● **STATED PROBLEM 1**
Find every line in the rows below that contains the string "target", and copy each such line.
START PAGE EXTRACT
There are two purposes of every contract:
- To protect the “reasonable expectations” of the parties.
- To compensate one or more parties for “damages” caused by “reasonable reliance” on those expectations.
Your printed fee schedule (or letter) is a contract with the employer, whether it’s signed or not. If you want to learn more about why, I suggest you read Chapters 100 and 113 in Placement Management entitled “A Simplified Theory to Win Placement Fee Cases” and “How Your Fee Schedule Endears You to Employers.”
When you don’t agree with an employer, it’s up to the judge or jury to figure out the terms of your deal. Too often, the words on your fee schedule aren’t enough.
- Was the “annual starting compensation” used only to determine the fee, or was there also an implied condition that said, “The fee is only due if the candidate stays for a year?”
- Was the “30-day replacement guarantee” all you intended, or was it just an offer to replace before issuing a full refund?
- Were the “estimated annual gross earnings” only meant to be used if the actual earnings couldn’t be determined (as where the candidate bails or fails)?
If I gave you what you’d like to say, only an empty-headed employer would agree. So certainty in the terms yields to practicality and marketability.
Courts have been facing this problem of “latent ambiguities” (unanticipated events) ever since people started arguing. As a result, legal scholars have developed various “rules of construction” to figure out what the parties intended.
Attorney Andrew Coppola stated why in The Law of Business Contracts (out of print):
In the making of a contract, two or more people use words or perform acts, and one of them may give his expressions a meaning that differs from the meaning attributed to them by the other. The court must first determine by the process of interpretation what that meaning is.
By the process of construction of a contract, the court determines its legal effect and the legal relations of the parties.
Rules of construction guide judges and are used as formalized jury instructions everywhere. Here are the seven you should know:
RULE 1: Consider the transaction in its entirety.
Let’s say your fee schedule reads, “In the event the candidate ceases to provide services for any reason within 30 calendar days, we will replace said candidate at no charge.”
However, the hiring authority wrote you a letter in response that stated he wanted a 90-day replacement guarantee. Neither of you signed the others document. Absent some evidence that you didn’t receive the hirer’s letter, by making the placement you’re locked into the 90-day guarantee.
The court is just applying common sense to the transaction. It’s looking at the “course of dealings” to decide on the terms of the agreement before the contract was executed (completed).
The “rule of entirety” is applied after placements too. A discounted invoice is the most common situation. If you get mad and later bill a full fee, you’ll be lucky to even get the discounted amount.
The way to protect yourself is to clearly state the full fee on the first invoice, noting:
- The discounted amount (percentage and number).
- The date when the full fee will apply if the discounted amount hasn’t been paid.
END PAGE EXTRACT
START INFORMATION SUPPLIED
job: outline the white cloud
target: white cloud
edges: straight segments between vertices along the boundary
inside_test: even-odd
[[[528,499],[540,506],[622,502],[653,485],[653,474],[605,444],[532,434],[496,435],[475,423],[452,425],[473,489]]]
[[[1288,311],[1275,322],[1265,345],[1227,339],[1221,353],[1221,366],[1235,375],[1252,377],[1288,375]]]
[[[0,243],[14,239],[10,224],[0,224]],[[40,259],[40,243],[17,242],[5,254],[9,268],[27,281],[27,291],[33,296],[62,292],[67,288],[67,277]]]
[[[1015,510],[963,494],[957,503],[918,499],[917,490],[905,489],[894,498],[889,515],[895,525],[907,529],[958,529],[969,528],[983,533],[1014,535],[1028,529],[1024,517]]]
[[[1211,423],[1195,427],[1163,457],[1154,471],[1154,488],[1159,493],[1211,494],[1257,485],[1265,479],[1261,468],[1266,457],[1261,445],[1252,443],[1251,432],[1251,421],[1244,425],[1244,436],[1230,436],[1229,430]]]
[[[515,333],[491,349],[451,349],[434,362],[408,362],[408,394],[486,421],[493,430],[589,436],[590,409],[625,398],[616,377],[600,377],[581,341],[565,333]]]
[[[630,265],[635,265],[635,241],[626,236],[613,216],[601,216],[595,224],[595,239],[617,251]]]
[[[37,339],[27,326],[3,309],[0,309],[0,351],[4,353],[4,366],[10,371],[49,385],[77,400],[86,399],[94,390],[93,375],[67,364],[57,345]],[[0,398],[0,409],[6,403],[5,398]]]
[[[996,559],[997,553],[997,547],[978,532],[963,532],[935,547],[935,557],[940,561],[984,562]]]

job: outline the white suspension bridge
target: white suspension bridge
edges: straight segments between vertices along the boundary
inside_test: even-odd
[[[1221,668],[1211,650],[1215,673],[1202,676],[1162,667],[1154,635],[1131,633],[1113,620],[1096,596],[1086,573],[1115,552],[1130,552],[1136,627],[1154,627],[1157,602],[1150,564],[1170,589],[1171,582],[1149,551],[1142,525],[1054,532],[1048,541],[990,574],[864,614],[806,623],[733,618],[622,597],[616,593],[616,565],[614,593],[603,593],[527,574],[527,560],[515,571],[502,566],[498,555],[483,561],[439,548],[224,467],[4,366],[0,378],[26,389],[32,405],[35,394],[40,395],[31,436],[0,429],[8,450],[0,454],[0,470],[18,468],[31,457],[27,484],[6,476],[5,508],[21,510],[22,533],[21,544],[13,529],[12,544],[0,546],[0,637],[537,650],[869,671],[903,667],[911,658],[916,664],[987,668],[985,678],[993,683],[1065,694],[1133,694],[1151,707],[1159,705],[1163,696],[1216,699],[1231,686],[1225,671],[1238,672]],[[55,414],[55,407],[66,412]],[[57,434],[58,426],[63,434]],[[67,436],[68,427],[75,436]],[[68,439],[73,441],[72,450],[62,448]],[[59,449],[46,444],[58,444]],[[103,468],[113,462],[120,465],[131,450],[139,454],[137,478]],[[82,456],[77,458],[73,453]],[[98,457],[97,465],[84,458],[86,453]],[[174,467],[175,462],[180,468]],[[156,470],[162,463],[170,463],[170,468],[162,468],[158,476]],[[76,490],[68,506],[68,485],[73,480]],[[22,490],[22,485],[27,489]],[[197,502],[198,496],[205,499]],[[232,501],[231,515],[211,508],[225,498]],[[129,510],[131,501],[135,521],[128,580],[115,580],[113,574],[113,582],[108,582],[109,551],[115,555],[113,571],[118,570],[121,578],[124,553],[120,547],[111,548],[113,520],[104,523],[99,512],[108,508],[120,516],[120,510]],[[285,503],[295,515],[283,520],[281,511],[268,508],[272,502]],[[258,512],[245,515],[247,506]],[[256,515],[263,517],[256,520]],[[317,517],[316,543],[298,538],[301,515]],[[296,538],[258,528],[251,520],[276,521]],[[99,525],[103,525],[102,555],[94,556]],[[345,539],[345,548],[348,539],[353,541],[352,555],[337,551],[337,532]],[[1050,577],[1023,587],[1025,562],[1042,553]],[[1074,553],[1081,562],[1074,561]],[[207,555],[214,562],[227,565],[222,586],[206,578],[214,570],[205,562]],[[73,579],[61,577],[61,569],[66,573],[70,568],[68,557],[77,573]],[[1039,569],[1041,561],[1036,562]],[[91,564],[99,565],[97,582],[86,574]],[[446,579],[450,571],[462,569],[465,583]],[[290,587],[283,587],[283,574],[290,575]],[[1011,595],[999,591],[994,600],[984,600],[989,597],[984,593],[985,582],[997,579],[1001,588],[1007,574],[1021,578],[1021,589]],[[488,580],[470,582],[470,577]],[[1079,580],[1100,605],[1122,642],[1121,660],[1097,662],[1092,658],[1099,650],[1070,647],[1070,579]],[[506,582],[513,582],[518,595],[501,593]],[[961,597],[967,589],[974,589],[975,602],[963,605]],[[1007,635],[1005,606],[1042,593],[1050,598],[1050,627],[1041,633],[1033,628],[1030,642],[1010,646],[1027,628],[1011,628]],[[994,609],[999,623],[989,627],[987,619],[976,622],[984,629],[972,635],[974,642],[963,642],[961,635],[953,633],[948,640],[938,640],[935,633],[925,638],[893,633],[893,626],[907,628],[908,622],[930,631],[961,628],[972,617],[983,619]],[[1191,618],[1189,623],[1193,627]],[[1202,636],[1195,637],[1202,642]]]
END INFORMATION SUPPLIED
● **STATED PROBLEM 2**
Write the continuation of the passage above on rules of contract construction, beginning after its final sentence.

● **FINAL ANSWER 1**
target: white cloud
target: white suspension bridge

● **FINAL ANSWER 2**
That way, the court will find there was consideration for your discount — prompt payment. That’s a lot different from finding that the discounted amount was an oral modification of your written fee schedule.
The frequently litigated issue here is when the employer engages the candidate as a consultant or independent contractor. (There’s no legal difference between these; “consultant” is the role, “independent contractor” is the status.)
The uninitiated have words in their fee schedules like “employ,” “hire,” “position,” “salary,” “wage,” “pay,” “commission,” “bonus” or “terminates employment.” The average corporate lawyer can drive a Mercedes truck through the hole.
Circumstantial evidence your lawyer should introduce is:
- The job order for an employee.
- The candidate’s previous history as an employee.
- The way the “consultant,” “independent contractor” or other arrangement developed.
- Any events that show:
- Reluctance to pay the fee.
- Solicitation of the candidate to change his status.
- Inducement (usually money) to get the candidate to agree.
- Any written agreement between the employer and candidate.
If you do it right, there’s no reason you can’t be paid on the projected annual gross compensation. Don’t let the employer argue “If he had been an employee, we would have paid him less.” It didn’t pay him less — it paid him more.
And does it matter if the candidate “insisted” on the arrangement? Not to us. We love it no matter who got the idea.
Bill it. Full fee.
Then go back and change the wording of your fee schedule to include services by the candidate as an “employee, consultant, independent contractor or other arrangement.” Be sure the rest of it ties your fee to gross compensation, not all those other words mentioned relating to ordinary employment (“salary,” “wage,” “pay,” etc.).
RULE 3: Consider specific provisions over general ones.
This can be the most elusive rule of all. It’s easy to see how by looking at your fee schedule carefully.
It probably states something like, “Your acceptance of referrals from (name of your business) constitutes acceptance of this fee schedule.”
But it also states (until you follow my advice regarding Rule 2): “The fee is due to (name of your organization) only if a candidate we refer to you is hired directly or indirectly, as a result of our efforts.”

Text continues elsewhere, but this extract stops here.